*TEXT TO READ*:
━━━━━━
Keep your own record

Work fades faster than you expect.

Not because it wasn’t useful, but because it became normal. Features ship and become part of the product. Refactors hold and no one thinks about them again. The small decisions, the unblockings, the extra ownership quietly blend into the background.

After a few months, even you forget parts of it. That’s why I keep a record, and why you should too.

Memory is unreliable

Managers forget. So do we. A year is long. Context shifts. Priorities change. What felt important in March is hard to reconstruct in November.

Even good managers rely, unintentionally, on what is recent or visible. That’s just how memory works.

Keeping your own notes isn’t about distrust. It’s about accepting that memory is not a system.

It’s not about self-promotion

Tracking what you’ve done can feel awkward. It can look like you’re trying to build a case.

In reality, it’s much simpler than that.

At some point you will be asked:

  • How did the year go?
  • Did you meet your objectives?
  • Where did you stretch?
  • Are you already operating at the next level?

Without notes, you end up reconstructing from fragments. With notes, you can see patterns. You can see where you took initiative, where you grew, where you carried more than expected.

It becomes calmer. More factual. Less emotional.

What I actually write down

I don’t track everything. I don’t list tickets.

I write down the things I know I won’t remember clearly in six months:

  • Refactors that reduced complexity
  • Risks avoided before they became incidents
  • Cross-team help that wasn’t in my formal scope
  • Presentations or internal demos
  • Decisions that held over time
  • Moments where I stepped slightly beyond my level

If something required initiative or felt slightly uncomfortable, it’s usually worth noting.

Read one level above

One habit that helps is reading the expectations for the level above yours.
━━━━━━
*DATA SHOWN*:
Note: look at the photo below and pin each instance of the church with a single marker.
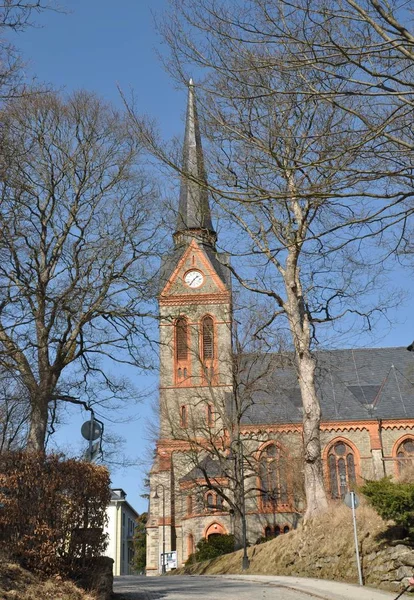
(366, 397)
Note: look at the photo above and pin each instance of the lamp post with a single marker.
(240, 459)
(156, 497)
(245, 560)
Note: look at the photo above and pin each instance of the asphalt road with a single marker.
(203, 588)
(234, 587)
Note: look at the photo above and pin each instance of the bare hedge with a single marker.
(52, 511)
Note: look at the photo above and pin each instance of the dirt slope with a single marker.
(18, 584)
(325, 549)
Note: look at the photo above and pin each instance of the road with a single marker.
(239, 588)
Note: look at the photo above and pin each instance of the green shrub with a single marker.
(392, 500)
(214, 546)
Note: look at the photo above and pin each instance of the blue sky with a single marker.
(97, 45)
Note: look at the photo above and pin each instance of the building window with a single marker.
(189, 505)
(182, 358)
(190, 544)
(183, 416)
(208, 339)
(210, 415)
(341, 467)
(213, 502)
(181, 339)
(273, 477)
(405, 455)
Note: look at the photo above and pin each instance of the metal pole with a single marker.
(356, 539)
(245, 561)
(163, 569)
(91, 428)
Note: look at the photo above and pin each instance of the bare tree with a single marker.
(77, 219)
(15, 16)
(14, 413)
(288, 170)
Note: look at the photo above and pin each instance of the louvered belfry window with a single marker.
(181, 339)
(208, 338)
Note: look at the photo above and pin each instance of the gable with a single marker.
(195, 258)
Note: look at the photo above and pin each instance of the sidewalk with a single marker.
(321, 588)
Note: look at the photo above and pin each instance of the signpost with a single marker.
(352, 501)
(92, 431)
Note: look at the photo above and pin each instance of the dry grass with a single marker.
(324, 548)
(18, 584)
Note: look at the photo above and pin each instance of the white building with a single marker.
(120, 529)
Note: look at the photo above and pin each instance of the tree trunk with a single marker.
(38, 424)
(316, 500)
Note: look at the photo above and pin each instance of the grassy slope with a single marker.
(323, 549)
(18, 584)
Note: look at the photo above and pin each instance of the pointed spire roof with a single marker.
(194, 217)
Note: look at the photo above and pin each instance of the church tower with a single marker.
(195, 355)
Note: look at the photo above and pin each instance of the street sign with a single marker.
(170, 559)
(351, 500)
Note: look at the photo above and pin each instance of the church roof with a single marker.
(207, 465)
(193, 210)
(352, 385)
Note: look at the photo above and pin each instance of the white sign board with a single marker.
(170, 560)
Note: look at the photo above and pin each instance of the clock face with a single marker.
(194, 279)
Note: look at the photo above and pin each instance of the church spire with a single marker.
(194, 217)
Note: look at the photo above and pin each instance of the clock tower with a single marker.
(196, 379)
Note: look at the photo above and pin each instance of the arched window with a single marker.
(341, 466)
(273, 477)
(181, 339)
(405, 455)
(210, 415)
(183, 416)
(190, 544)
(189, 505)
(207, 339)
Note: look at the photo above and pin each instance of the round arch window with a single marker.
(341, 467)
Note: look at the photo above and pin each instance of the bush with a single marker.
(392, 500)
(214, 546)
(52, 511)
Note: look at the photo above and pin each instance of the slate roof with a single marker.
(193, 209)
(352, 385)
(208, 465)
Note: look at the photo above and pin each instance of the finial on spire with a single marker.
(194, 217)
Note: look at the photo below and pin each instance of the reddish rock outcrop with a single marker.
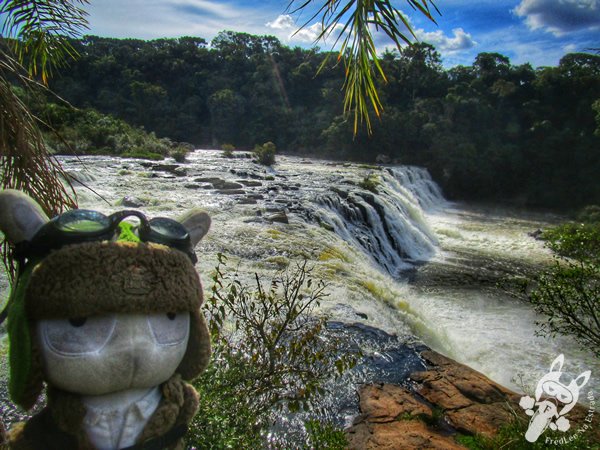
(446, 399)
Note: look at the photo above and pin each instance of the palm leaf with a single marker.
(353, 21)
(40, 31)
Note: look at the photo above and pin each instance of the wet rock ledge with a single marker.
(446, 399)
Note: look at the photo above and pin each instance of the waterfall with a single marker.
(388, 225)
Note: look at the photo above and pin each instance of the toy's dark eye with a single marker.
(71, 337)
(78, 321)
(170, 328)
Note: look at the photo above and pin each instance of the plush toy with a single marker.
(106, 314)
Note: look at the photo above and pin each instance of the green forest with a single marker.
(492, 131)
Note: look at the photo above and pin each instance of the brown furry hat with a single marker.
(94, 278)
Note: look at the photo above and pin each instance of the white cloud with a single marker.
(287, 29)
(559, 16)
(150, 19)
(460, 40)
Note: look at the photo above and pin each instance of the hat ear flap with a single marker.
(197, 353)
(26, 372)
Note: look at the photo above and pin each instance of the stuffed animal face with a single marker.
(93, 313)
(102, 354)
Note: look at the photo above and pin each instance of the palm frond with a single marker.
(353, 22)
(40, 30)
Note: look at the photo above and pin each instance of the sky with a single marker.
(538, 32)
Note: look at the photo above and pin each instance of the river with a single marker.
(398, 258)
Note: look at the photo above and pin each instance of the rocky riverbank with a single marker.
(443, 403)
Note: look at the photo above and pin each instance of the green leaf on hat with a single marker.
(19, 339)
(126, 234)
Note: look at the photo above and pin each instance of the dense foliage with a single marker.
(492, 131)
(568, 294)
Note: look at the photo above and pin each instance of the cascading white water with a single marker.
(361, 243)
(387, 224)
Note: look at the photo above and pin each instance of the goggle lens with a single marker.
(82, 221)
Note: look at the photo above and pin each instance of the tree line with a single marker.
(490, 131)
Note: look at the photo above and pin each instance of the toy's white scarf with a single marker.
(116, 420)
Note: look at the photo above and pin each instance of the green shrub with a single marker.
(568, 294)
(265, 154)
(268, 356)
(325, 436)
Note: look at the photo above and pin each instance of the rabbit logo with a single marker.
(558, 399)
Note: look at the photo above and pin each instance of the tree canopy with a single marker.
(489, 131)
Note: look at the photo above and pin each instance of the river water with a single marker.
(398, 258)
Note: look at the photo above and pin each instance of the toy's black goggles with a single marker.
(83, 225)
━━━━━━
*WHAT YOU NEED TO DO*:
#1 Reproduce the entire essay on keeping a record of your own work, word for word.
#2 Find each line in the entries that contains the string "face" and copy it out. Matching is case-sensitive.

*ANSWERS TO THE TASKS*:
#1
Keep your own record

Work fades faster than you expect.

Not because it wasn’t useful, but because it became normal. Features ship and become part of the product. Refactors hold and no one thinks about them again. The small decisions, the unblockings, the extra ownership quietly blend into the background.

After a few months, even you forget parts of it. That’s why I keep a record, and why you should too.

Memory is unreliable

Managers forget. So do we. A year is long. Context shifts. Priorities change. What felt important in March is hard to reconstruct in November.

Even good managers rely, unintentionally, on what is recent or visible. That’s just how memory works.

Keeping your own notes isn’t about distrust. It’s about accepting that memory is not a system.

It’s not about self-promotion

Tracking what you’ve done can feel awkward. It can look like you’re trying to build a case.

In reality, it’s much simpler than that.

At some point you will be asked:

  • How did the year go?
  • Did you meet your objectives?
  • Where did you stretch?
  • Are you already operating at the next level?

Without notes, you end up reconstructing from fragments. With notes, you can see patterns. You can see where you took initiative, where you grew, where you carried more than expected.

It becomes calmer. More factual. Less emotional.

What I actually write down

I don’t track everything. I don’t list tickets.

I write down the things I know I won’t remember clearly in six months:

  • Refactors that reduced complexity
  • Risks avoided before they became incidents
  • Cross-team help that wasn’t in my formal scope
  • Presentations or internal demos
  • Decisions that held over time
  • Moments where I stepped slightly beyond my level

If something required initiative or felt slightly uncomfortable, it’s usually worth noting.

Read one level above

One habit that helps is reading the expectations for the level above yours.

#2
Note: look at the photo above and pin each instance of the clock face with a single marker.
Note: look at the photo above and pin each instance of the stuffed animal face with a single marker.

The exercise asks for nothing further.